PAGE TEXT START

The Essential Plan’s accumulated surplus balloons to $8 billion, with no fix in


The state’s Essential Plan ran up $5 billion in surpluses over the past two years as the program automatically drew pandemic relief money that it did not need – and which officials have no immediate way of spending.

The program’s federal funding overshot expenses by $1.5 billion in the 2021 fiscal year, $3.2 billion in 2022, and another $393 million in the first quarter of 2023, according to records from the comptroller’s office (see chart)

As a result, the balance in the program’s trust fund ballooned to just over $8 billion as of June 30, up from $3 billion in March 2019.

 

Source: Office of the State Comptroller

The Essential Plan is an optional benefit within the Affordable Care Act that was exercised by only two states, New York and Minnesota. New York’s version offers zero-premium government-funded health coverage to residents who are ineligible for Medicaid but make less than 200 percent of the federal poverty level. As of July, the plan had just over 1 million enrollees

Funding for the program is formula-based: The state receives 95 percent of the amount that the federal government would have spent on tax credits and other subsidies if enrollees had purchased private insurance through an Obamacare exchange.

In New York, this formula has turned out to be substantially more generous than necessary – largely because the Essential Plan reimburses providers at deeply discounted Medicaid rates, allowing it to operate more cheaply than commercial health plans.

PAGE TEXT END
EXTRACTED DATA START

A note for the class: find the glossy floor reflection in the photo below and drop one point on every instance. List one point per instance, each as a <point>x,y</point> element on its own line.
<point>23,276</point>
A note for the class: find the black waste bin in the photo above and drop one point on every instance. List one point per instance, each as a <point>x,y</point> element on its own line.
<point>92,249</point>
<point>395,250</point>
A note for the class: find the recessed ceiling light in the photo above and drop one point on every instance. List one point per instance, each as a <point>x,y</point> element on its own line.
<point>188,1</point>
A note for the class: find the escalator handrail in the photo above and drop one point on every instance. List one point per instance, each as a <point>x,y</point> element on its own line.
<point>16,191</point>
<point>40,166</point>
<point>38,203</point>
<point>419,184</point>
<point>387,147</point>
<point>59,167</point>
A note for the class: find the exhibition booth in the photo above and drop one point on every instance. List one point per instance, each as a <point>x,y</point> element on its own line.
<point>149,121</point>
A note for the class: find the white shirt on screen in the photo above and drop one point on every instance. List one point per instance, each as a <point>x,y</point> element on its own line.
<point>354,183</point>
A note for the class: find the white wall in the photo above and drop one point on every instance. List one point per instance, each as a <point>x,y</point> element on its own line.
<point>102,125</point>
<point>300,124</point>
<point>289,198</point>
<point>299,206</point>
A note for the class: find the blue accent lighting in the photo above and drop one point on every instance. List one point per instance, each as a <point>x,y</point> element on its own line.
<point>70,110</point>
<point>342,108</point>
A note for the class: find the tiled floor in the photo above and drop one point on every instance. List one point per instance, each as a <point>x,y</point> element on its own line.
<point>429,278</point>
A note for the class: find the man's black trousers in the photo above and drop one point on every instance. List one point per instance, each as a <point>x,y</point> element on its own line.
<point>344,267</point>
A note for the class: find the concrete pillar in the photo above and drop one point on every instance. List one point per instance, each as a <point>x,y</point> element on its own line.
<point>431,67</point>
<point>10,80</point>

EXTRACTED DATA END

● **REQUIRED TASKS**
[A] Duplicate the Essential Plan article word for word, covering the stretch from "The program’s federal" through "in March 2019.".
[B] Go on with the article about the Essential Plan surplus, picking up after its final sentence.

● **RESULTS BY TASK**
[A]
The program’s federal funding overshot expenses by $1.5 billion in the 2021 fiscal year, $3.2 billion in 2022, and another $393 million in the first quarter of 2023, according to records from the comptroller’s office (see chart)

As a result, the balance in the program’s trust fund ballooned to just over $8 billion as of June 30, up from $3 billion in March 2019.

[B]
Since the program’s launch in 2016, federal funding has more than covered the total cost of Essential Plan benefits in all but one year, causing a balance to accumulate in the program’s trust fund. The yearly overages grew even larger when, as a pandemic relief measure, federal lawmakers temporarily expanded the premium tax credits available under the ACA – which triggered more formula-driven funding for the Essential Plan. 

Washington recently extended those changes for three more years, meaning the unnecessary bounty will continue through 2025.

The ultimate fate of the excess money, at $8 billion and rising fast, is unclear. By law, the state can only use the money to finance medical care for eligible residents, whose costs are already more than covered.

Meanwhile, the issue has slipped through the cracks in Washington, where officials have so far made no effort to recoup the unspent billions, redirect it for another purpose or, at the very least, fix a funding formula that’s obviously broken. For now, the public’s money will continue piling up by the billions – and remain in limbo.